VOS TÂCHES:
A – D'après l'extrait sur les îlots de chaleur urbains, où le Grand Avignon a-t-il inauguré ses deux premiers îlots de fraîcheur en 2020 ?
B – Rédigez la suite du texte sur les îlots de chaleur urbains, après sa dernière phrase.

EXTRAIT CHOISI:
==*==

Quel impact sur l’air ?

Les données récoltées dans le cadre de ces « balades sensibles » permettent d’agir à son échelle en faveur d’une qualité d’air moins suffocante en ville l’été. Plus globalement, ces balades climatiques incitent les habitants à prendre conscience de l’impact de la pollution sur la santé lors de fortes chaleurs. La population est ainsi sensibilisée aux enjeux de l’air, souvent occultés dans les grands défis climatiques.  

A Toulon, les « balades sensibles » se basent sur le ressenti thermique des participants pour localiser les îlots de chaleur urbains. Photo : Canva

Avignon :  la double lutte  îlots de chaleur urbains – « street pooling »

En 2020, la Communauté d’Agglomération du Grand Avignon inaugurait ses deux premiers îlots de fraîcheur au square Agricole Perdiguier et au parc Colette. Equipés de brumisateurs, ces kiosques offrent depuis une halte rafraîchissante aux habitants et touristes qui vise aussi à préserver la ressource en eau. La lutte avignonnaise contre les ICU s’accompagne en effet d’une lutte contre le « street pooling ». Une pratique qui consiste à ouvrir les bornes incendie pour créer des geysers urbains. A travers ces kiosques rafraîchissants encadrés, l’agglomération avignonnaise entend offrir une alternative sécurisée et durable. En parallèle, la municipalité propose une carte interactive qui recense les îlots de fraicheur (parcs, fontaines, jeux d’eau). Pour identifier les ICU, elle a commandité les étudiants de Licence III de Géographie – Aménagement de l’Université d’Avignon de mener une étude et de proposer des solutions urbanistiques adaptées.

==*==

DONNÉES SOURCES:
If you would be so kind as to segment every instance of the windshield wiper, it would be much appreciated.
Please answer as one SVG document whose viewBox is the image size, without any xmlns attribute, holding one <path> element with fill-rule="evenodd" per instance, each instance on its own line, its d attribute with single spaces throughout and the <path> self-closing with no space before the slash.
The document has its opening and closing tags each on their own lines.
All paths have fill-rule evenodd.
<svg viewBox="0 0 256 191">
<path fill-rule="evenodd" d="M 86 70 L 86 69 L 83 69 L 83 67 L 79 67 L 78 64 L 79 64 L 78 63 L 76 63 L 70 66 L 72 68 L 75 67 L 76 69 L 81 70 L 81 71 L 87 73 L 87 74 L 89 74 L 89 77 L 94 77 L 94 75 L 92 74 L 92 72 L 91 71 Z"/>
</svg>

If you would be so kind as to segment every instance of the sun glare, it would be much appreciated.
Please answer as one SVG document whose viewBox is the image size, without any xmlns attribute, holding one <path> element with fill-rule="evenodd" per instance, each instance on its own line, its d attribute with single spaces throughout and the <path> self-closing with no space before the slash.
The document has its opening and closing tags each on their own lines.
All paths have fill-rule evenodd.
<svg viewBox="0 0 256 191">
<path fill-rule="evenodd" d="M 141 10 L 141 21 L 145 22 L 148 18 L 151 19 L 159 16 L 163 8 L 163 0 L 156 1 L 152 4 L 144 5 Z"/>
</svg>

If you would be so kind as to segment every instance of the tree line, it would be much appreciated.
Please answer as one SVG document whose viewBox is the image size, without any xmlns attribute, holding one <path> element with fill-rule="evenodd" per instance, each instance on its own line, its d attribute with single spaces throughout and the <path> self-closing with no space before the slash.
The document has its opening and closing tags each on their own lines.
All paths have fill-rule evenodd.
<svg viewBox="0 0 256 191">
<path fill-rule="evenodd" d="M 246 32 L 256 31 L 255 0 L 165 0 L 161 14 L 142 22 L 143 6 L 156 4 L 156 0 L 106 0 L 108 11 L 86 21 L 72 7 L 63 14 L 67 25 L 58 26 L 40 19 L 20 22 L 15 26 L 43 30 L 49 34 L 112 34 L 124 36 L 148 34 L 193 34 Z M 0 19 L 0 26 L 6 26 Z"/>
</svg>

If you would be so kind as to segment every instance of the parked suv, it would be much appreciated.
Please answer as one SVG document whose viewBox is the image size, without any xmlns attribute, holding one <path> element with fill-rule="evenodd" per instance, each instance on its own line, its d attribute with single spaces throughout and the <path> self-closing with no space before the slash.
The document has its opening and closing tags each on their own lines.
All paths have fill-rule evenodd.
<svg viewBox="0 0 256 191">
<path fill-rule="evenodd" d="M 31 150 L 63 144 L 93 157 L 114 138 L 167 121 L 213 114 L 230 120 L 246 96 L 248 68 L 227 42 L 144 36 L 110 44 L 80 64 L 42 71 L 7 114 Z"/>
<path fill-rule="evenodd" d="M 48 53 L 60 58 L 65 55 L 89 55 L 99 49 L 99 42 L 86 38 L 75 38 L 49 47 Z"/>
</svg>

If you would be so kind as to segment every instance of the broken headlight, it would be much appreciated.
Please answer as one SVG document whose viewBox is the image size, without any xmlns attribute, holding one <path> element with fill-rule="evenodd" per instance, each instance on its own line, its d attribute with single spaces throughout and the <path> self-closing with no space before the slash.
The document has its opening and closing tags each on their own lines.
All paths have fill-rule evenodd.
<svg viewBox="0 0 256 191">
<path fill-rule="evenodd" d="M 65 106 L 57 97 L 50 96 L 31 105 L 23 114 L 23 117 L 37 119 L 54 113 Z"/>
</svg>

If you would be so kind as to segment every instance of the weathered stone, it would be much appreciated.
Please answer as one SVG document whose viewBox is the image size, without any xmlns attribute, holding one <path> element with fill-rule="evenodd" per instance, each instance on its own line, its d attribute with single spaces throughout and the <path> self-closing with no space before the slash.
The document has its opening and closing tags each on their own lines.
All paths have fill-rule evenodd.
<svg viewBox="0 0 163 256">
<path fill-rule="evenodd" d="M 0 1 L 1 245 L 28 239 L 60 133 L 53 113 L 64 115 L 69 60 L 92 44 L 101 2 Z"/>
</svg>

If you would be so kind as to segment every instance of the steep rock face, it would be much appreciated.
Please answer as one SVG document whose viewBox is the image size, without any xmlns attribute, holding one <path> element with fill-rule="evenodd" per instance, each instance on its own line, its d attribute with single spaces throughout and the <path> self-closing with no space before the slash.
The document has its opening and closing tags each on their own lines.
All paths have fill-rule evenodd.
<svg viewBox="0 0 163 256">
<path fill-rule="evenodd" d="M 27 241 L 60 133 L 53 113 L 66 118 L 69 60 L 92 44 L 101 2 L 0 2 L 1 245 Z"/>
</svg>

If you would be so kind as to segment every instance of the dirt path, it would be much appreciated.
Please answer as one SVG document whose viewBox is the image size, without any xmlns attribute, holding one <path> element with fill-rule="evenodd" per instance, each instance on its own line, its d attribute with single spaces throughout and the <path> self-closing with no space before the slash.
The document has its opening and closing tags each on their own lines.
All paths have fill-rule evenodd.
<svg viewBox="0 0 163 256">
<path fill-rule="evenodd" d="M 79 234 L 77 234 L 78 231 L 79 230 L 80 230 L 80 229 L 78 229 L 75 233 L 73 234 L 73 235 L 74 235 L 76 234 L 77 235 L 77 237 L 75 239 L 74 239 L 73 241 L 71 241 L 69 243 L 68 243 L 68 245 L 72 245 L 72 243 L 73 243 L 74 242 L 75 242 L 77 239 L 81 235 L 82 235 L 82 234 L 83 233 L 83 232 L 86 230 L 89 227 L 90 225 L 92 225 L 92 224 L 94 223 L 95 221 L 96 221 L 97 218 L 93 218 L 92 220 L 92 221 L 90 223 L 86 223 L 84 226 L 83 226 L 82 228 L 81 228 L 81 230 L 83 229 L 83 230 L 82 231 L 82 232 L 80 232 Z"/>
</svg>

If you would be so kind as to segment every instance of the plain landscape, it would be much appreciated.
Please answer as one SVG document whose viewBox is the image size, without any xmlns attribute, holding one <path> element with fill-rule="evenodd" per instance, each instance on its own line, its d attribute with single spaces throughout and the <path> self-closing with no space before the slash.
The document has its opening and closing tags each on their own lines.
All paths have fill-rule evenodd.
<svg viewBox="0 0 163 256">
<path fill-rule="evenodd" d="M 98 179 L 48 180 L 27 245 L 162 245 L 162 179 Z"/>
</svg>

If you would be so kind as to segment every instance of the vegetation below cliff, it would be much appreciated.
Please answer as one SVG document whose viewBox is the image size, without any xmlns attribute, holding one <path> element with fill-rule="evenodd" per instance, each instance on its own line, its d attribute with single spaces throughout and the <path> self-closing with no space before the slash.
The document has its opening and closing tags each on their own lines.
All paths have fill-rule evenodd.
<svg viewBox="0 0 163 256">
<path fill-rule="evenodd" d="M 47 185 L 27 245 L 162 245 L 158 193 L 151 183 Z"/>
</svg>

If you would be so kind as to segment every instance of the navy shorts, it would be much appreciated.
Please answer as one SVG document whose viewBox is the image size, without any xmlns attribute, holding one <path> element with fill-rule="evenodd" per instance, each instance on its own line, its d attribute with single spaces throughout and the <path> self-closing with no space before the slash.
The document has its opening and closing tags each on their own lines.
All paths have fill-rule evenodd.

==*==

RÉPONSES PAR TÂCHE:
A – Au square Agricole Perdiguier et au parc Colette.

B –
Quel impact sur l’air ?

Les îlots de fraicheur constituent de réels régulateurs thermiques : fontaines, brumisateurs, bassins ou rivières urbaines créent des zones de fraîcheur par évaporation, ce qui abaisse la température ambiante. De quoi réduire la formation d’ozone troposphérique, cette pollution de l’air spécifique aux périodes des grandes chaleurs et de canicules.

Des kiosques rafraîchissants ont été installés dans le square Agricole Perdiguier et au parc Colette pour offrir des spots de fraîcheur aux passants. Photo : Ville d’Avignon

Gap : un miroir d’eau rafraîchissant anti-ICU

À l’été 2024, la Ville de Gap inaugurait un miroir d’eau sur l’esplanade Desmichels. Cette surface pavée équipée de brumisateurs est accessible à tous et s’entoure de coins de verdure. Autre initiative : les gradins de la patinoire sont ouverts au public en période de fortes chaleurs pour permettre aux habitants de bénéficier gratuitement d’un espace tempéré. En parallèle, la municipalité se dote d’un plan «Arbres en ville » pour végétaliser son tissu urbain : près de 150 arbres ont ainsi été plantés dans les cours d’école entre 2019 et 2020. L’équipe municipale poursuit par ailleurs un objectif de 2 000 arbres introduits dans la commune alpine. Depuis 2023, la Ville a aussi engagé des travaux de désimperméabilisation de la voirie et la création de nouveaux espaces verts. 3 500 m² d’espaces bitumés ont ainsi été renaturés. Une seconde phase de ce programme prévoit l’aménagement de 15 à 20 zones supplémentaires à l’horizon 2026.

Quel impact sur l’air ?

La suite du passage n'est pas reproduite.